* Given exercise *
Carry on the sermon on Jesus calming the storm, beginning right after its final sentence.

The ancient Israelites had always looked on, and been suspicious of, the sea as associated with evil, with monstruous forces or even creatures which lurked as a threat in the deep. So they believed that the all-powerful Yahweh, Jehovah, the God of creation had been strong enough to subdue the sea and its terrors.

Listen to this from Psalm 89:

O Lord God of hosts, who is like you? Your power and your faithfulness are all about you.

You rule the raging of the sea, When its waves surge, you still them.

This sort of stuff is found all over the Psalms and the books of the Prophets, written when Israel was experiencing the metaphorical “storms” of war, invasion, exile and persecution. It’s a kind of plea for the God of old who calmed the sea to come to their present aid. They even used to say sometimes: COME ON, ALMIGHTY GOD, WAKE UP. DON’T JUST LIE THERE. COME AND HELP US!

Which obviously has an echo, a parallel, in this morning’s story about Jesus. Luke is showing us that Jesus is the living incarnation of the mighty God the Father who tamed the raging waters at creation.

COME ON, JESUS, WAKE UP! DON’T JUST LIE THERE. WE’RE SINKING.


And so indeed He does. He gets up and “rebukes” the wind and the waves. That’s a lovely word: rebuke. It implies that the wind and the waves are like things you can address as persons. And that shows that even the gospel writers saw this incident as a sort of exorcism of evil spirits just like his exorcisms of human beings.

And the real point of the story becomes clear. God, now God-made-man, having shown He can stop the storm, must come to the aid of his disciples and the Israelites in general in their other struggles, not just against Roman oppression but against their own sickness and sinfulness.

But one thing is required if He is to help them.

Faith. “Where is your faith?” He asks. Or in the more familiar phrase “O ye of little faith”. This is the other side of the coin from “Your faith has made you whole” the thing Jesus famously says to those who do trust in His power and His love.

[Dataset excerpts on pointing to objects]
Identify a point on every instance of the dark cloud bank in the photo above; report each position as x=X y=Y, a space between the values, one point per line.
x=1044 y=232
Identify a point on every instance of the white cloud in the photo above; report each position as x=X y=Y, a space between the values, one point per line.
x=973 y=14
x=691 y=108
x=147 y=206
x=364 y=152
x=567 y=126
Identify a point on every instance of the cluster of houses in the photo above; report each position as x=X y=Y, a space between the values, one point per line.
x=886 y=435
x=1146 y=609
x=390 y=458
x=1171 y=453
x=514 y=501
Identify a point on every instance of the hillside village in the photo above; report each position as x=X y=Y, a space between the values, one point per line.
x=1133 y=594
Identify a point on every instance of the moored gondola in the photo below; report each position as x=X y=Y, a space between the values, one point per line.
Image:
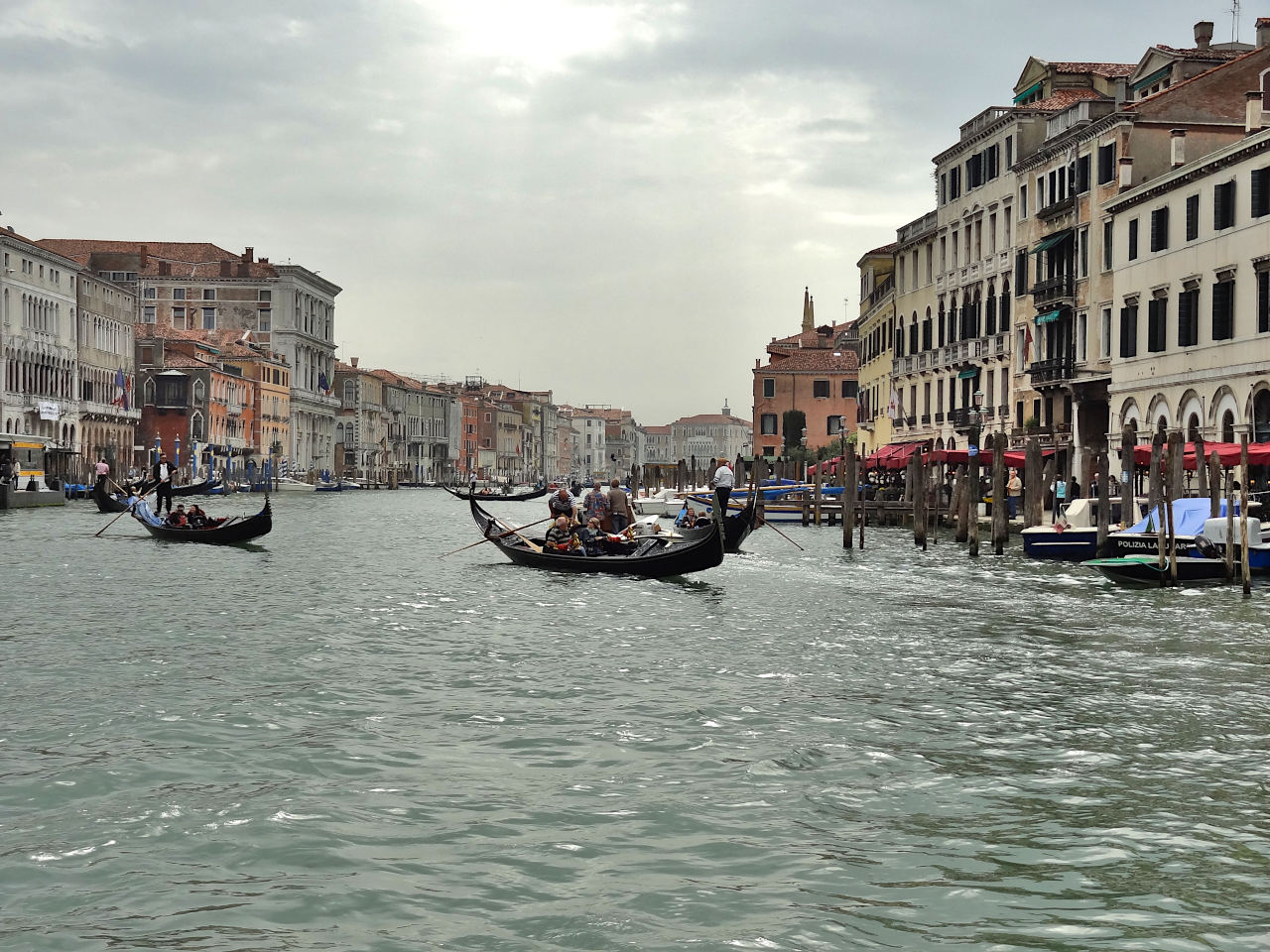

* The result *
One thing is required of US if He is to help us in 2019. To help save us not only from war, terrorism, and politics gone hideously wrong, but to help save us from ourselves, from selfishness, from pride, from greed, from envy, from all sorts of sins and, YES, from fear. Fear of failure, fear of loneliness, fear of sickness, fear of accident, pain and death.

We must have FAITH in Our Lord Jesus Christ.

Not a childish faith that assumes we can leave it to Him to wave a magic wand and shield us from suffering, but a mature faith that, yes, we know things will go wrong but He will not let us down, that He will suffer with us and give us the strength to endure, even if necessary to face death.

Not a brittle faith which makes us shout in panic to wake Him up because we think He’s neglecting His duties but a strong faith that He always knows what He is about and what the answers to our prayers should be.

And so I give you some beautiful words of Katarina Von Schlegel:

Be still, my soul: Your God will undertake

To guide the future as He has the past.

Your hope, your confidence let nothing shake,

All now mysterious shall be clear at last.

Be still, my soul: The tempests still obey His voice

Who ruled them once in Galilee.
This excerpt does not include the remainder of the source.